▶

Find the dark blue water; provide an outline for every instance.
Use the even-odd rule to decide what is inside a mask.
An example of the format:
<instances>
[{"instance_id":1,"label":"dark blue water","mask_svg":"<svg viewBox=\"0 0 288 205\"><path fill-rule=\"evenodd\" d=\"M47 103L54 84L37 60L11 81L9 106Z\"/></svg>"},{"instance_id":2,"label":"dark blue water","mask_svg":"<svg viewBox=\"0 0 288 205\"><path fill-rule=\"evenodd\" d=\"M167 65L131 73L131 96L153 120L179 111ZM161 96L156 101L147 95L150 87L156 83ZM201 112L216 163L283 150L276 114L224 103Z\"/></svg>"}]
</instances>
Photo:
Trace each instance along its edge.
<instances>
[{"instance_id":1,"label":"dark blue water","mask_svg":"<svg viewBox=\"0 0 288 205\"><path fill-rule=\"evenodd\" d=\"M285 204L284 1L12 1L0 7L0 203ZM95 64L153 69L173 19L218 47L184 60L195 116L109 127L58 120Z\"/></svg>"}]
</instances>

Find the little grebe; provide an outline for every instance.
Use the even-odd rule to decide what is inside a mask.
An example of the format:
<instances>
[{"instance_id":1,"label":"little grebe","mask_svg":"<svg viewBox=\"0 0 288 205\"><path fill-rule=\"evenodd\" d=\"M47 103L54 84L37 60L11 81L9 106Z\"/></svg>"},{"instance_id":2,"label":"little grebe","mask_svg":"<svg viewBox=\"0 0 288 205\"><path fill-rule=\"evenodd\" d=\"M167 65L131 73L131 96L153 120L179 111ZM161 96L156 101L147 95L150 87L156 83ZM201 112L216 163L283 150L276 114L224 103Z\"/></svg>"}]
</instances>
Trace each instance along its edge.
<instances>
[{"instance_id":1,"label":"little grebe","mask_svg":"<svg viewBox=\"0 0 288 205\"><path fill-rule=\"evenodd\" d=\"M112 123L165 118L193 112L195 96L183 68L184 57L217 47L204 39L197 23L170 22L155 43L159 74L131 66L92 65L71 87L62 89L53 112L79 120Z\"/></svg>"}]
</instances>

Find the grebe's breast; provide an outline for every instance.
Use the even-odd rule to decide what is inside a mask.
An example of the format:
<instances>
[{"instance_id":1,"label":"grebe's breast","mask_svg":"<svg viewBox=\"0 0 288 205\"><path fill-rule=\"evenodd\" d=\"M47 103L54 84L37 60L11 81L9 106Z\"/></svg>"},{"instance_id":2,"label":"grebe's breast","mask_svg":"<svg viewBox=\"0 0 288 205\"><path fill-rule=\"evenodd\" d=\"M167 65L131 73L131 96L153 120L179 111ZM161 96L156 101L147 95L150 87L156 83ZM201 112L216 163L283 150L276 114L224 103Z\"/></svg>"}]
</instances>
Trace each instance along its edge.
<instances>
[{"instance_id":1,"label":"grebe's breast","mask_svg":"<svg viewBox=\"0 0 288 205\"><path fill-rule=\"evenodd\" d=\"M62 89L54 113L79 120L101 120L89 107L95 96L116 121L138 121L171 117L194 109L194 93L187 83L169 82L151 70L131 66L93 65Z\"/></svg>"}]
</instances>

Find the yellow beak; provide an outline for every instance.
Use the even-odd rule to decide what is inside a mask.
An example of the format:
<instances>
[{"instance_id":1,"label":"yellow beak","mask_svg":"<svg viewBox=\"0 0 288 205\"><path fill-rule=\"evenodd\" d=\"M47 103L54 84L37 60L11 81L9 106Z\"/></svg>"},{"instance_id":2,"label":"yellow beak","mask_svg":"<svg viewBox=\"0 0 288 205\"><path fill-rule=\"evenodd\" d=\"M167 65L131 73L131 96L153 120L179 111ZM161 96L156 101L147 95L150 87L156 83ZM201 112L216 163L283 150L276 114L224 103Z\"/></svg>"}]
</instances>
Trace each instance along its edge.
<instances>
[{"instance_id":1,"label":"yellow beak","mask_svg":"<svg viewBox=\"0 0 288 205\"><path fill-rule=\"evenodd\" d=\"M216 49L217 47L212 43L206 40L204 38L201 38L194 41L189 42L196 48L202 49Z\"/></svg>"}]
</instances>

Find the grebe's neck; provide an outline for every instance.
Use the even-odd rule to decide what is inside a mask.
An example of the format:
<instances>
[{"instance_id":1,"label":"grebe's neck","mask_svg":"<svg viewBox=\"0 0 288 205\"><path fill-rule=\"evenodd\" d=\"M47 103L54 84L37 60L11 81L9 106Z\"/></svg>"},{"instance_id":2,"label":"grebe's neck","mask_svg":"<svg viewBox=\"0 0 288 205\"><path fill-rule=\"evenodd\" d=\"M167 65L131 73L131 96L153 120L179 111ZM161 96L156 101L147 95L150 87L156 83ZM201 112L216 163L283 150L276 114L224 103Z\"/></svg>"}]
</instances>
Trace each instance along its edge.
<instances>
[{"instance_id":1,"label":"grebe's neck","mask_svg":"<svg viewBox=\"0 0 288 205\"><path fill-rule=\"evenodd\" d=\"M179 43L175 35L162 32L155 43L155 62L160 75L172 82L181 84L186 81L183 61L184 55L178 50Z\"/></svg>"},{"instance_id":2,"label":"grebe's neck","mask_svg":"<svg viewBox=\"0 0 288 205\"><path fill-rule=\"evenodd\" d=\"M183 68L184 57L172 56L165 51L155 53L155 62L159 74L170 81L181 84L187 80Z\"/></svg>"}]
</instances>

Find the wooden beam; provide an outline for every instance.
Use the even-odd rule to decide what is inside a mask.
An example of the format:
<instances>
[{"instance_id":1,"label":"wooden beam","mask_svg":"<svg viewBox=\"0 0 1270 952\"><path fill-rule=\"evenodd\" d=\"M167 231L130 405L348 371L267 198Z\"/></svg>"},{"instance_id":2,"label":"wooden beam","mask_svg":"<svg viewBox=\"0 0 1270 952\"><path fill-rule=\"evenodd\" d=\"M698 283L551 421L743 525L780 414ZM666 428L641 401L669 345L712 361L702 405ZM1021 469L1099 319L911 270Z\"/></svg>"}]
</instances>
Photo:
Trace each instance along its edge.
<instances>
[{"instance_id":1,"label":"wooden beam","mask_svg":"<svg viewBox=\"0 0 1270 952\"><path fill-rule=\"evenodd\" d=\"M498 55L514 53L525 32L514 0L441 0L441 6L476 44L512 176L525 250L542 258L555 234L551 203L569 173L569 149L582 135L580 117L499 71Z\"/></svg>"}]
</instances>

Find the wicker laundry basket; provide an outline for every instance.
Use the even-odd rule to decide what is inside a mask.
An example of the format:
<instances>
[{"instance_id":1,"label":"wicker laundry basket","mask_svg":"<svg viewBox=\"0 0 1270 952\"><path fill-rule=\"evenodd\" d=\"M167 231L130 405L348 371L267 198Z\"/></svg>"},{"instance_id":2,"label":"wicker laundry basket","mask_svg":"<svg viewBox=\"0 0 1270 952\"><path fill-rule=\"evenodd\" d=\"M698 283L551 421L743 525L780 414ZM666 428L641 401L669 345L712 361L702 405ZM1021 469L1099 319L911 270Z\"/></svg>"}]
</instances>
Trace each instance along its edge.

◀

→ THE EXERCISE
How many lines in the listing above contain the string "outline"? Matching is case-sensitive. Reply with the number alone.

→ OUTPUT FOR THIS EXERCISE
7